> [Compiti dell'esercizio]
(1) Nell'articolo sulle mafie a Trieste, per quale motivo il testo di Roberto Declich fu ripreso sul settimanale?
(2) Elenca tutti i fenomeni criminali nominati nell'articolo sulle mafie a Trieste.
(3) Trascrivi fedelmente il passo dell'articolo sulle mafie a Trieste che inizia con "Si trattava di" e termina con "pare non accade.".

> [Estratto della pagina]
'''

Silenzi anomali sulle mafie a Trieste e nel Friuli Venezia Giulia
Mentre aumentano sia i traffici criminali che i rischi concreti di riciclaggio, il SIULP ha lanciato l’allarme da oltre un anno
Nel novembre del 2010 agli innumerevoli meriti di Libera si è aggiunta la pubblicazione di un testo di analisi fondamentale ed innovativo per i media sulla presenza delle mafie, la criminalità organizzata, nel Friuli-Venezia Giulia, scritto da Roberto Declich, segretario regionale del sindacato di Polizia SIULP.
Si trattava di un allarme tecnico molto chiaro, che noi riprendemmo perciò sul nostro settimanale di battaglia d’allora ma è rimato inascoltato sulla stampa d’informazione dominante, secondo la quale nella Regione, ed in particolare a Trieste, questo genere di cose pare non accade.

'''

> [Record elencati]
'''

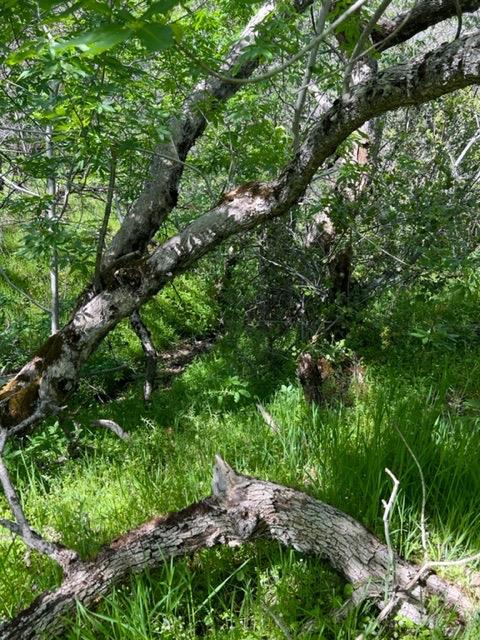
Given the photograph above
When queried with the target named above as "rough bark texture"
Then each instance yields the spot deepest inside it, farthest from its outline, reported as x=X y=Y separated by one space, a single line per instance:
x=51 y=375
x=424 y=14
x=150 y=352
x=241 y=509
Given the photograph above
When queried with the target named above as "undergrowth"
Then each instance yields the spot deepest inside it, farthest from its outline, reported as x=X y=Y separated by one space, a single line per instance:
x=82 y=486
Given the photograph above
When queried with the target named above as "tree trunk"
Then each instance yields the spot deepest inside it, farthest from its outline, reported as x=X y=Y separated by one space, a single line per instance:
x=241 y=509
x=130 y=279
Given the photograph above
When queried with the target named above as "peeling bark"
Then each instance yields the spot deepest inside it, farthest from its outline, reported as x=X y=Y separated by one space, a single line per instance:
x=48 y=379
x=241 y=509
x=150 y=352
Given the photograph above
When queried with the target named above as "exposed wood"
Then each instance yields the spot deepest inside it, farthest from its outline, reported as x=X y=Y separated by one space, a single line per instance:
x=150 y=352
x=241 y=509
x=450 y=67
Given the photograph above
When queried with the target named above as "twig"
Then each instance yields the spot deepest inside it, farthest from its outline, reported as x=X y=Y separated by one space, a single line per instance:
x=302 y=95
x=269 y=421
x=113 y=426
x=357 y=52
x=423 y=527
x=276 y=70
x=387 y=514
x=63 y=556
x=106 y=217
x=150 y=352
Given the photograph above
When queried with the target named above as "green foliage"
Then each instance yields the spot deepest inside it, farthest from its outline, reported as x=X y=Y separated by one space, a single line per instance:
x=86 y=487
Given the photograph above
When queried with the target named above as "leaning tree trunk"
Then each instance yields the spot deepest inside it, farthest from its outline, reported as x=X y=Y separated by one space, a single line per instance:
x=241 y=509
x=129 y=280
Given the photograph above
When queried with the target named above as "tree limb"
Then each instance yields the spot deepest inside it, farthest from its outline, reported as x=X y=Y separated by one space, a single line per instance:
x=241 y=509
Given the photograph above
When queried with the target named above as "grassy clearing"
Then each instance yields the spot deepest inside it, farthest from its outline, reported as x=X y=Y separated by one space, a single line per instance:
x=89 y=490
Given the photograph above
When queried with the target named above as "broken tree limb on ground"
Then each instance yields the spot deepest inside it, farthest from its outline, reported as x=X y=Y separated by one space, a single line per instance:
x=241 y=509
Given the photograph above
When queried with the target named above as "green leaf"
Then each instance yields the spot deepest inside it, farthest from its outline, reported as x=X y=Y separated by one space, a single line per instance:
x=160 y=7
x=155 y=36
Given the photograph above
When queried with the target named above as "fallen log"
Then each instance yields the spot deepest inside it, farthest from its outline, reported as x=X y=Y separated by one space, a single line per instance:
x=241 y=509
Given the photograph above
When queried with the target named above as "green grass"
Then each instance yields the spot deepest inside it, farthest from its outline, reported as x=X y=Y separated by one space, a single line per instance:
x=103 y=486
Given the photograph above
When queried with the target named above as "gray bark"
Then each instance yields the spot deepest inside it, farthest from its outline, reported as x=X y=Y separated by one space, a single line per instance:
x=241 y=509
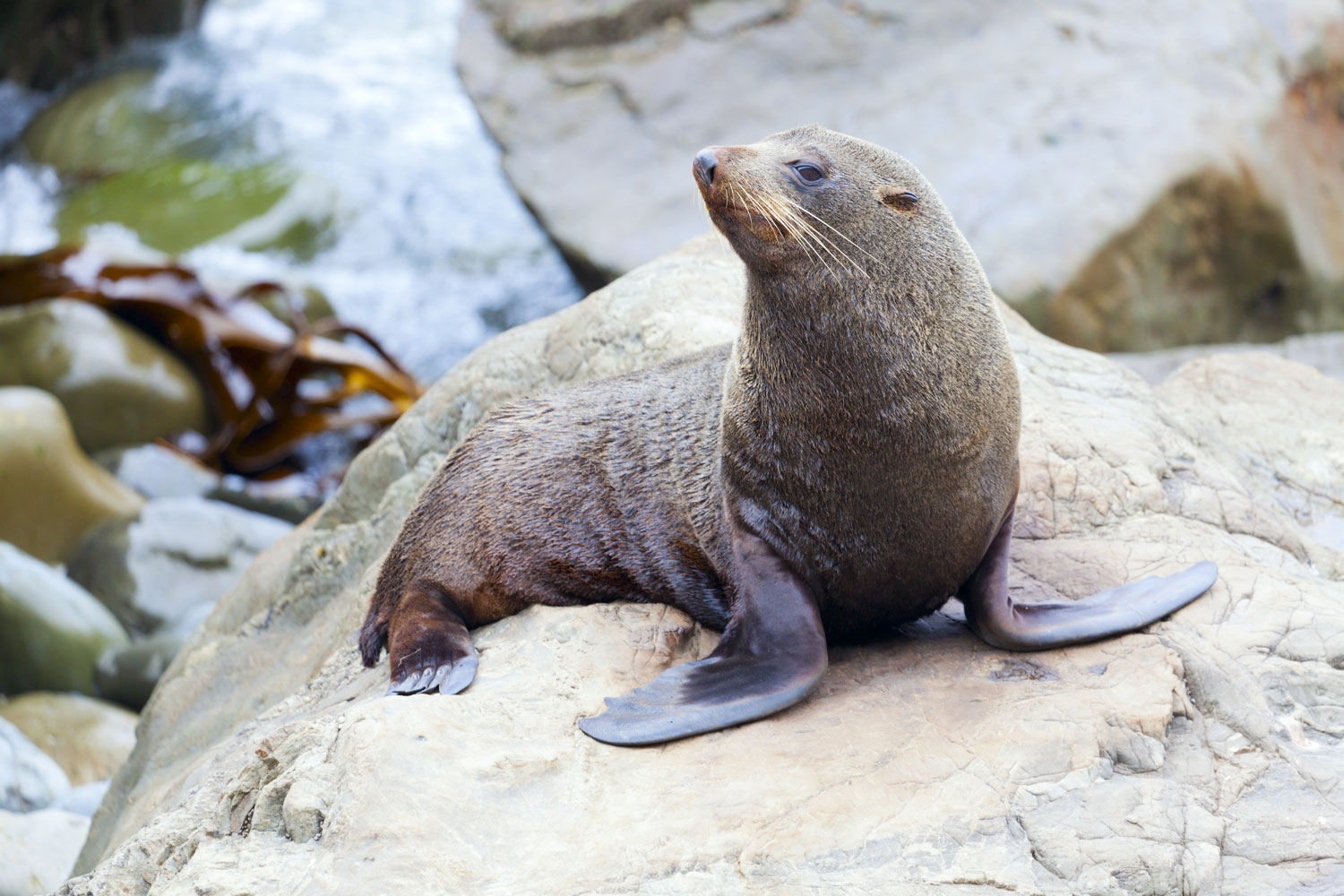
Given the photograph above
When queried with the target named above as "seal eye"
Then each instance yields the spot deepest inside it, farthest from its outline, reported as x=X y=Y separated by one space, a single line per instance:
x=808 y=174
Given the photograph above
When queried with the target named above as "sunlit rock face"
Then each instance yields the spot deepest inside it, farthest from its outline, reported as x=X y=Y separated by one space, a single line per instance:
x=1199 y=755
x=1132 y=177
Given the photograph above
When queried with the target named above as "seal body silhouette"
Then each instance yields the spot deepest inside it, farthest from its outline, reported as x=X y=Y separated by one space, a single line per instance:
x=846 y=465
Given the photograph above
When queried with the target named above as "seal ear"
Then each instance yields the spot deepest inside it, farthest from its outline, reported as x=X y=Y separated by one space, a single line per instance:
x=898 y=198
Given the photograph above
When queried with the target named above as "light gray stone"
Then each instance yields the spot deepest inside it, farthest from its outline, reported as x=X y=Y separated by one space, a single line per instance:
x=1195 y=756
x=168 y=564
x=88 y=737
x=29 y=778
x=1132 y=175
x=38 y=849
x=51 y=630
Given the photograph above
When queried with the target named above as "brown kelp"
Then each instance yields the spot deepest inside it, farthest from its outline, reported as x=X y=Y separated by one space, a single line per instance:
x=271 y=387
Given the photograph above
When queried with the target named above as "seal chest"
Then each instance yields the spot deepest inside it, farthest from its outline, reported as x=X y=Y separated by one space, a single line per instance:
x=849 y=463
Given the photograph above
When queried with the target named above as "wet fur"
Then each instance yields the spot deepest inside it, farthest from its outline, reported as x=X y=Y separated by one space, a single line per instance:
x=865 y=425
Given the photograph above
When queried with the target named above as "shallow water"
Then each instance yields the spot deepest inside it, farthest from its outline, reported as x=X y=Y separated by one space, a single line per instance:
x=433 y=252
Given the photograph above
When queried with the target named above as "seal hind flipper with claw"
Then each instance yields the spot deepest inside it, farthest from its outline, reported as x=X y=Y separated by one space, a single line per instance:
x=1005 y=624
x=771 y=656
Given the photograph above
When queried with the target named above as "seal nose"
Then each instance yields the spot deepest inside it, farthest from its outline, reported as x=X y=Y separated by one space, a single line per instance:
x=704 y=164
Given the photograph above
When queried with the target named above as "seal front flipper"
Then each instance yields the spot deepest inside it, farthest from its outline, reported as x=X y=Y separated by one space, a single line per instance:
x=427 y=643
x=771 y=656
x=1038 y=626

'''

> [Soluzioni]
(1) Fu ripreso perché si trattava di un allarme tecnico molto chiaro.

(2)
- mafie
- traffici criminali
- riciclaggio
- criminalità organizzata

(3)
Si trattava di un allarme tecnico molto chiaro, che noi riprendemmo perciò sul nostro settimanale di battaglia d’allora ma è rimato inascoltato sulla stampa d’informazione dominante, secondo la quale nella Regione, ed in particolare a Trieste, questo genere di cose pare non accade.